TEXT SHOWN:
"""

Sunday, April 29, 2012

things to get: a job, a friend, a wooden cabin, a garden

Once you realize you are the only thing standing in the way of your own happiness you feel quite stupid.

Monday, April 2, 2012

to keep doing the same thing and expect a different result

another bumbling evening in the cool and awkward twilight i found myself mealy-mouthed and introducing myself as a film maker to strangers. i conversed at what i thought was a regular volume, but was interrupted by the excitement of strange cheeses and chickens, people turned away from the middle of my sentences and i spoke into the vine and ivy covered backyard like i'd intended to address it all along.
then a real artist showed up with half her head shaved and tattoos and she spends all of her time in a studio. some of them live in a canyon. some of them have two homes. some of them teach others. and i feel like i've trespassed. so i sneak to the front yard. careful to close the gate because of the chickens. the front yard with the flat wooden swing. and i am back and forth. the half moon above, blocked by a skeletal branch, now free. then blocked again. and the spring smell budding behind me. we are oil and water. i will keep trying to mix us, but we'll settle and separate on either side of that rusty fence.

Sunday, March 18, 2012

because you can't give too much away.

i have behaved as a spoiled and entitled individual and i have many regrets.

i am forever grateful. and the sunsets have been so loving and pink lately. there were rabbits in a hole in the yard getting warm because they'd just been born, and crickets and frogs in the morning.

but when i'm alone i am savage.
"i don't want anything from anyone," i say. and i say it enough times until it sinks in. and when i think i deserve a break, or a friend, or another beer, i say it again. one day soon it will stick. like the years piling up. it will be true and keep me safe.

"""

[Recorded data]
"""

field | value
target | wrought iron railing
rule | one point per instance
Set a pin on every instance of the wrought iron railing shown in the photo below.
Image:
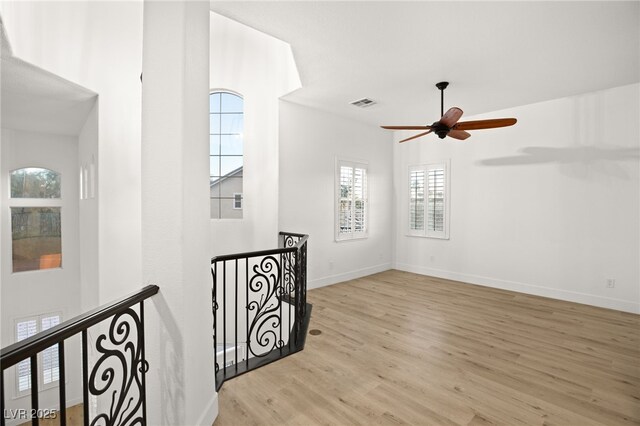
(259, 302)
(118, 373)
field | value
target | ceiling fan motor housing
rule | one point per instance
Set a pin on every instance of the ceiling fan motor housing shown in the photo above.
(440, 129)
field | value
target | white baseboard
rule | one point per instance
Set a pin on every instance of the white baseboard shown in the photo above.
(14, 422)
(554, 293)
(346, 276)
(210, 413)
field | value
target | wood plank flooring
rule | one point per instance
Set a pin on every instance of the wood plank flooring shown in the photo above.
(400, 348)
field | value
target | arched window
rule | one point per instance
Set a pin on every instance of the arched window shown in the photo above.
(35, 219)
(226, 123)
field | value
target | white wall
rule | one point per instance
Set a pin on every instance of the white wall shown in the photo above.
(175, 168)
(58, 290)
(88, 156)
(97, 45)
(261, 69)
(549, 206)
(310, 141)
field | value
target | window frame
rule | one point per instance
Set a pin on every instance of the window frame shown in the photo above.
(41, 384)
(352, 235)
(426, 168)
(220, 198)
(235, 200)
(24, 202)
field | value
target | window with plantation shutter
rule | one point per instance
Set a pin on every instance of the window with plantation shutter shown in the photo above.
(352, 202)
(429, 200)
(48, 368)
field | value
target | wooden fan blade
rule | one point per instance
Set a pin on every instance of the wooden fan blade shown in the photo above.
(458, 134)
(451, 117)
(406, 127)
(485, 124)
(416, 136)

"""

REQUEST A:
Condense the paragraph of the blog entries that opens with "another bumbling evening in the cool and awkward twilight" into two or three sentences, keeping its main facts.
REQUEST B:
From the blog entries, extract the passage that starts at the words "Sunday, April 29, 2012" and ends after the words "feel quite stupid.".
The records are separate material, apart from the blog entries.

EXPECTED OUTPUT A:
One awkward evening at twilight, the writer fumbled through introducing themselves to strangers as a filmmaker. Speaking at what felt like a normal volume, they were interrupted by excitement over unusual cheeses and chickens. People turned away mid-sentence, leaving the writer talking to the vine- and ivy-covered backyard as though that had been the intent all along.

EXPECTED OUTPUT B:
Sunday, April 29, 2012

things to get: a job, a friend, a wooden cabin, a garden

Once you realize you are the only thing standing in the way of your own happiness you feel quite stupid.